----- Supplied information -----

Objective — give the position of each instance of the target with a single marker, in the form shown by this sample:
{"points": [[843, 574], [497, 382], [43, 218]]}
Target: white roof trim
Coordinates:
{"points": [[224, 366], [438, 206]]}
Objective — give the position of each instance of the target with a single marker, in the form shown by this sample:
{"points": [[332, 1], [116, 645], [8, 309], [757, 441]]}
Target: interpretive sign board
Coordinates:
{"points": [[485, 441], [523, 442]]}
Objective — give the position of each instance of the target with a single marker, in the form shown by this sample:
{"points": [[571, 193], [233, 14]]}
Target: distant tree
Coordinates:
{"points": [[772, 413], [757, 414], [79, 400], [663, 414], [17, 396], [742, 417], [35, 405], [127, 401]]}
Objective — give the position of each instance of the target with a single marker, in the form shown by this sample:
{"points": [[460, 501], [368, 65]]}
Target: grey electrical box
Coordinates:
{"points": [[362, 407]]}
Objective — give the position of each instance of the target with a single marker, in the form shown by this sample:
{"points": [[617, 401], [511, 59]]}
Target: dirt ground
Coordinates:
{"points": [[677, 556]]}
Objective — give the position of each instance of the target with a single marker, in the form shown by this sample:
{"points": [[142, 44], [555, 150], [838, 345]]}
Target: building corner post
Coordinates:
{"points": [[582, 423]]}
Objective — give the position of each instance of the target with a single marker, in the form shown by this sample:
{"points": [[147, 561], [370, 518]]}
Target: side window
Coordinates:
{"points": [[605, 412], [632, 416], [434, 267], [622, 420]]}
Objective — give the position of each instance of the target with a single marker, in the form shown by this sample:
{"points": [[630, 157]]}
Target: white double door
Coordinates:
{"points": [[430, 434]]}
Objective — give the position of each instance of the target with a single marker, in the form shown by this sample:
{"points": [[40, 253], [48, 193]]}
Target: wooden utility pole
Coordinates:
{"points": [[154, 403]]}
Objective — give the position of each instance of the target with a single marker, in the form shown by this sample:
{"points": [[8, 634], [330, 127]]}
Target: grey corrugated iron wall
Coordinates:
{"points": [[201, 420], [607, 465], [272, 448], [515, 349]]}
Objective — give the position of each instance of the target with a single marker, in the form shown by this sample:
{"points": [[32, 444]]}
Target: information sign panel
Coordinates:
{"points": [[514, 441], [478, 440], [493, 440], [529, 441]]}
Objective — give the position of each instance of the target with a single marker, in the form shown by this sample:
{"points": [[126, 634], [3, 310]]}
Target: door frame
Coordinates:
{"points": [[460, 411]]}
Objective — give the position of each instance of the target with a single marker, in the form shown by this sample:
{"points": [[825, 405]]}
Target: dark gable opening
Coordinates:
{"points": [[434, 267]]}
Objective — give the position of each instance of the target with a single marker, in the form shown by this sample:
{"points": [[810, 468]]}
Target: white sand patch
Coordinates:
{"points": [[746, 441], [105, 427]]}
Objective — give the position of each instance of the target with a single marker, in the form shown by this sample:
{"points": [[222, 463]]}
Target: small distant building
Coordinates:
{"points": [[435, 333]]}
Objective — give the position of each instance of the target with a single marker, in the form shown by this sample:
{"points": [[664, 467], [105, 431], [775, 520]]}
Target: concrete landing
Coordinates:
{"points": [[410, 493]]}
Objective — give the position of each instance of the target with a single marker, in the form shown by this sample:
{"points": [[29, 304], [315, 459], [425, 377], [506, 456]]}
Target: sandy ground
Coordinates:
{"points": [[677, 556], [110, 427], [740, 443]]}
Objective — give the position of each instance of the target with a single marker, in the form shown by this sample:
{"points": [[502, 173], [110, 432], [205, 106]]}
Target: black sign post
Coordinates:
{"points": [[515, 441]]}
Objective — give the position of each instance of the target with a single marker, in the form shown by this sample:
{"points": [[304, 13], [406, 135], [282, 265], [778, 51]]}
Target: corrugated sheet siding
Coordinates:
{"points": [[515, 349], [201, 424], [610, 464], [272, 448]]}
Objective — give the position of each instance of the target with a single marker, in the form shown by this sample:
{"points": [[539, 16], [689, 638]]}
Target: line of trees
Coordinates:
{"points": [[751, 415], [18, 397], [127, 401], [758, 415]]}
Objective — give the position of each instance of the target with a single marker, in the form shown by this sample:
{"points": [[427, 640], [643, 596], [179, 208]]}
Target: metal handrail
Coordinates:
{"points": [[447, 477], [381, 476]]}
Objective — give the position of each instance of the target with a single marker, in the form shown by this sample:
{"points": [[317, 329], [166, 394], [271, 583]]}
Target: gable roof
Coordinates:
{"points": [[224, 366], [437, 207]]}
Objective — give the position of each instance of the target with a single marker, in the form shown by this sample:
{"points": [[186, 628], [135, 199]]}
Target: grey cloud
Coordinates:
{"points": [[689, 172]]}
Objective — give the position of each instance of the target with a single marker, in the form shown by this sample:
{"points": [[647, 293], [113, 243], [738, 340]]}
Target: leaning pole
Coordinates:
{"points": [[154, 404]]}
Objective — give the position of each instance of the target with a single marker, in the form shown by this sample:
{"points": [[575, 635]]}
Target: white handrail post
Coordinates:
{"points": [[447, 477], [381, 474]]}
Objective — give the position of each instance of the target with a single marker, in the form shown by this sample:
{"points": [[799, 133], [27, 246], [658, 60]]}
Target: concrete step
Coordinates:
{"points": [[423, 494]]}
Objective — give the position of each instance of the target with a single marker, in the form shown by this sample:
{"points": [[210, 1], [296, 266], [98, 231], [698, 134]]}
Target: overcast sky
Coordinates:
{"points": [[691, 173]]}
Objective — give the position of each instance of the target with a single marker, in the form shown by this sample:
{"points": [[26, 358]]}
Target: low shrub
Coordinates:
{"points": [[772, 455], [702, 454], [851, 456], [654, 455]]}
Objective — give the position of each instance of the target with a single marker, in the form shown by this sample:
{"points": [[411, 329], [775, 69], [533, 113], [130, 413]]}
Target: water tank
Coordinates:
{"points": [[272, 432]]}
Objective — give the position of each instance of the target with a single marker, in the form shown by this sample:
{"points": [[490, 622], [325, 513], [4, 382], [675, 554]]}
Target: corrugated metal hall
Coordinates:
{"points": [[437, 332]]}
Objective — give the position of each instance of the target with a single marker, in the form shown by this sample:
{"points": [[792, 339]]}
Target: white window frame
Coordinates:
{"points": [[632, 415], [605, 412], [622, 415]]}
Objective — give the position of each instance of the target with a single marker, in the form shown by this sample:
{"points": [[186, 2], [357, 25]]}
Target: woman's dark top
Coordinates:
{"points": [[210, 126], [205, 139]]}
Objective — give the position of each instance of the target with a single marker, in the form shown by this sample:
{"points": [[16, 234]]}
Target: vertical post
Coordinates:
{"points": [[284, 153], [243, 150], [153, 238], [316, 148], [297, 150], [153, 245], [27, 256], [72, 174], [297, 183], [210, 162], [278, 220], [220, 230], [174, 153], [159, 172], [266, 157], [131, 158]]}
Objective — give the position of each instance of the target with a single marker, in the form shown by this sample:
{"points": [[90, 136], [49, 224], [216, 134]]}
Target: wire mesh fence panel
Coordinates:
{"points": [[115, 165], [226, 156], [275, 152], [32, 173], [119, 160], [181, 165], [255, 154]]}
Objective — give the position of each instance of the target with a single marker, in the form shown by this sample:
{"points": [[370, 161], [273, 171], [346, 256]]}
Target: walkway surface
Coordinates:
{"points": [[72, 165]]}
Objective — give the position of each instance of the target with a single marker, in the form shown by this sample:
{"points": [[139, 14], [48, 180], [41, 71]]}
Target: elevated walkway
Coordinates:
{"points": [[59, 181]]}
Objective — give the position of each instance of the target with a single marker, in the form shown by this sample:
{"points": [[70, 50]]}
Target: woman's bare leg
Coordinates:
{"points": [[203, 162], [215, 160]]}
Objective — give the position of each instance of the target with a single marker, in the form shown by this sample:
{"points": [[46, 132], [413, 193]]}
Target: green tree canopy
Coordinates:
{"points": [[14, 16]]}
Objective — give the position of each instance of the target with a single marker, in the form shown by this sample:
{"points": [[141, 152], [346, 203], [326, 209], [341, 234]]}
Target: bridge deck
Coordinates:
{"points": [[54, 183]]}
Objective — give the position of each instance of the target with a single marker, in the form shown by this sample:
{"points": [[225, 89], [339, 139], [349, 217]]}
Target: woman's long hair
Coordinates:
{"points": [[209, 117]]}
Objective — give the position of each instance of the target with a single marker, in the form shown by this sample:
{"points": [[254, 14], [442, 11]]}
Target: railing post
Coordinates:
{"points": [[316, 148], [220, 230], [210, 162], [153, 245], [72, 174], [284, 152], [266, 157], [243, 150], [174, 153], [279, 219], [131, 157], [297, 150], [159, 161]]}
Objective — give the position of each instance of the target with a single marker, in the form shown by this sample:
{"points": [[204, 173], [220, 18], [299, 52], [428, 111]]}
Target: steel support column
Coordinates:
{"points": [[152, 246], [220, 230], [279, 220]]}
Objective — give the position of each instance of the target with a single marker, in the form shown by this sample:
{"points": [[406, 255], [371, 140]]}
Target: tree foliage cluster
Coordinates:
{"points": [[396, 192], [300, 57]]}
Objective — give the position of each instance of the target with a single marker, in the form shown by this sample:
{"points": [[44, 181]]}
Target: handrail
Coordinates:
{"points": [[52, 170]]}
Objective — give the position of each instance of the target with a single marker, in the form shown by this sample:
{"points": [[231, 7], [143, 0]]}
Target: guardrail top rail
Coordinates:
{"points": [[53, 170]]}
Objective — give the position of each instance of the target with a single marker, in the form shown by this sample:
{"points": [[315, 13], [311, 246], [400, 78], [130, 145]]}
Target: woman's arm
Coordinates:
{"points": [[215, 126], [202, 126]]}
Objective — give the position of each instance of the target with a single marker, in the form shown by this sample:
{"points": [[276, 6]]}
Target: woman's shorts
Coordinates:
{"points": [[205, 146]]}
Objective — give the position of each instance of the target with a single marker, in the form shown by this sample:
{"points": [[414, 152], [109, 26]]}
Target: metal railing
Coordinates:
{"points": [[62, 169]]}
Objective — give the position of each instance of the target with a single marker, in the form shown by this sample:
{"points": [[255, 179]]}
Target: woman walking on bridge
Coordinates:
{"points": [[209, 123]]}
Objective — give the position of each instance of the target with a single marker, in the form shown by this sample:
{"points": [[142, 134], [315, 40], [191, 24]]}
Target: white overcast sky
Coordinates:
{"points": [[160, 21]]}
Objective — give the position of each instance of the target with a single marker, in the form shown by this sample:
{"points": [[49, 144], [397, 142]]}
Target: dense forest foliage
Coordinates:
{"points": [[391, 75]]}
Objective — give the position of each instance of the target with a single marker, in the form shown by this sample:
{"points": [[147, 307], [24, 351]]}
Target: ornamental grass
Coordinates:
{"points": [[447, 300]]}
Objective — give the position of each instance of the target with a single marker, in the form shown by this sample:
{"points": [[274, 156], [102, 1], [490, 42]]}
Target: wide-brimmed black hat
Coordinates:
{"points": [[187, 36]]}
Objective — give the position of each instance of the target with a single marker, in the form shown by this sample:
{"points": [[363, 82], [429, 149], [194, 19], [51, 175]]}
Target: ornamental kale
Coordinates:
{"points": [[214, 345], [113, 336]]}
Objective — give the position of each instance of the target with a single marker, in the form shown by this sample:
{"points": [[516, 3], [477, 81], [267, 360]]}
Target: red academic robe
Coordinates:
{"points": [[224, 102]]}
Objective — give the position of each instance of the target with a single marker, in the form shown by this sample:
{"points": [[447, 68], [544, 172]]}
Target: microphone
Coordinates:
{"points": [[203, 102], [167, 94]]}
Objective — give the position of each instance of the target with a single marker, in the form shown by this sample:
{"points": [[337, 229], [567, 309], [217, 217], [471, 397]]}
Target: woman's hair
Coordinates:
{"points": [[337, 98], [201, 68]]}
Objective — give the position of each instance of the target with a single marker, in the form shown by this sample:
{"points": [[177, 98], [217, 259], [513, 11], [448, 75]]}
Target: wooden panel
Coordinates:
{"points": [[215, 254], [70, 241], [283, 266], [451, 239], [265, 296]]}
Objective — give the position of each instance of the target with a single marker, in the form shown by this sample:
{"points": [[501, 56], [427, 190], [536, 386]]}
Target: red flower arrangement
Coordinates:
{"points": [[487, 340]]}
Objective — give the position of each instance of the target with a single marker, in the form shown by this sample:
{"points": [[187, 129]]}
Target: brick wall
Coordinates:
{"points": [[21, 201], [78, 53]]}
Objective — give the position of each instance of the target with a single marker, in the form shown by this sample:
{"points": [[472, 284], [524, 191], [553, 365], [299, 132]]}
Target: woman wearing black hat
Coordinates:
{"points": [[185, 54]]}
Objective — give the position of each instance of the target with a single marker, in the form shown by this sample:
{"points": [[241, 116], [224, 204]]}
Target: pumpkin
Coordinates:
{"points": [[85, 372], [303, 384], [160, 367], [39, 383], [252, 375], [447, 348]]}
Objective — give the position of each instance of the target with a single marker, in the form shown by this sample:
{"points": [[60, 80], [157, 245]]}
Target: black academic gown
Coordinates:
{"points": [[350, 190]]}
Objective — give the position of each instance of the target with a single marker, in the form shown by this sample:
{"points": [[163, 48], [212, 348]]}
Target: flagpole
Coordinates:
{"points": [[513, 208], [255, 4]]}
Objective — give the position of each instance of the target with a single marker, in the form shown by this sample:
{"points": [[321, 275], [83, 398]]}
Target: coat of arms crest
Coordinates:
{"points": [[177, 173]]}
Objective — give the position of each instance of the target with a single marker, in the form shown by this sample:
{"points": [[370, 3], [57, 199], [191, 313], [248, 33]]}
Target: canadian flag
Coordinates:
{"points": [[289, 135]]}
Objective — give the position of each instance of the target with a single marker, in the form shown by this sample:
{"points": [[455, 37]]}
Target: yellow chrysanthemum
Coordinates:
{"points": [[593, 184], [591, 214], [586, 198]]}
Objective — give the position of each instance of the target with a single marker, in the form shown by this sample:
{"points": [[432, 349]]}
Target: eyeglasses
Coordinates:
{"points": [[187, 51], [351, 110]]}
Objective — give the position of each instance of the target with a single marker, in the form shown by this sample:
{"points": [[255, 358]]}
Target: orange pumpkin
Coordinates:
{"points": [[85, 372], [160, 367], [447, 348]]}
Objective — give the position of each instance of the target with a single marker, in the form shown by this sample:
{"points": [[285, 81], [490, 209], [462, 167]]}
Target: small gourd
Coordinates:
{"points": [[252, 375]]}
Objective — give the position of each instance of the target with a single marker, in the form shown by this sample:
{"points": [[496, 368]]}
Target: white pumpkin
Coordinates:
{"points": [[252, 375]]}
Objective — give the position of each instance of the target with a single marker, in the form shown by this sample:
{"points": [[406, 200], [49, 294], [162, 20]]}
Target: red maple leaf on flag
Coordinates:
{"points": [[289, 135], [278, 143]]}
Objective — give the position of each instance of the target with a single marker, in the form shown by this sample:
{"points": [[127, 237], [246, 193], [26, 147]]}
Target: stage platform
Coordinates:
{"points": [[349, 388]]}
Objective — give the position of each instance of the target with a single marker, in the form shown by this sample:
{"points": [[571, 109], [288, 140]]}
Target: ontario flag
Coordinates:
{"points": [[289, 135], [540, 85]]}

-----

Work to complete » Show each line above that contains the string "corrugated". Treat case as significant.

Complete answer »
Target: grey corrugated iron wall
Target: corrugated sheet siding
Target: corrugated metal hall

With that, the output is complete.